Request 1: In the article on coaching behavior, what did the coach complain to his assistants about when he was not yelling at his players?
Request 2: Write a continuation of the article on coaching behavior, picking up after its final sentence.

Given text:
The effect of coaching on players’ behaviors

by on February 8, 2016
in Coaching Behaviors

When I referee soccer, and especially when I am an assistant referee, I hear exactly how coaches coach during games. Often, it is apparent that they do not understand how their behaviors affect their players on the field. 

Yesterday, I was an AR for a glorified scrimmage in a local tournament. The host team’s u16s played their u18s, and the primary purpose for the tournament, beyond fundraising, was to get a few games prior to the bigger President’s Day tournaments next weekend.

Because these were among the top teams in the state with many of the top players, the coaches are assumed to be among the top coaches. I only see the games, so I have no knowledge of practice, and I will assume that they are experts in soccer.

One coach, however, is not an expert coach, in my opinion. He yelled at his players for the entire game, engaging in playstation coaching. He told them where to move, when to pass, where to pass, etc.

Ironically, in the few moments when he was not yelling at his players, he complained to his assistants that the players did not talk to each other. He said that the communication should not come from him.

He is correct. However, how do players develop this communication when the coach is yelling constantly from the sideline? His behaviors that are aimed at short-term success (the immediate possession, game, tournament) interfere with his long-term goals (player communication). To develop the player communication that he desires, at some point, he must risk a loss (of possession, a game, or tournament) and be quiet to enable/force the players to fill the gap.

Information provided:
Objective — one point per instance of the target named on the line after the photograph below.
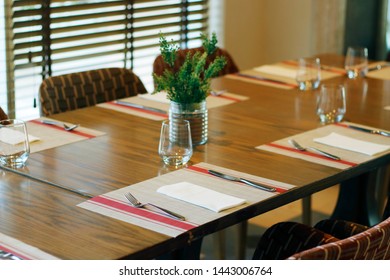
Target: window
(54, 37)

Task output 1: He complained that the players did not talk to each other.

Task output 2:
Because the players have been coached in this manner for some time, it is unlikely to be a quick fix. It is not a matter of the coach keeping silent, and the players immediately filling the void. The players currently are reliant on the coach for constant instruction and feedback, and they need to break this habit. One game or one tournament is unlikely to be sufficient to see permanent change.

However, when his team fell behind by two goals in the second half, he left to coach another one of his teams. With the coach absent, the players started to communicate. Not as much as the coach would have desired, but more than they had when he was there. They also managed to score in his absence. The assistant coach who took over yelled, but not nearly as much, and his yelling was primarily feedback after a play (mistake) rather than the head coach’s immediate instructions that aimed to direct the action as it occurred.

This example is not a one-time occurrence, as I see and hear the same thing almost every weekend when I referee soccer. It also occurs in basketball in many ways. Over the weekend, I spoke to an AAU coach about a college player. The college player played as a freshman for a coach who told her not to shoot, and as a junior, she remains a reluctant shooter, despite almost two seasons of shooting close to 40% from the three-point line. As the AAU coach said, her previous college coach messed with her head, and two years later and with a new coach, she still is affected by those instructions.

Our behaviors as coaches have a large effect on the players’ behaviors. When coaches immediately solve the players’ problems, coaches limit the players and create a reliance on the coach, which often is the opposite effect of the one that the coach desires. It seems counterintuitive, but oftentimes, a coach has to allow the players to fail in order for them to learn or to break the reliance.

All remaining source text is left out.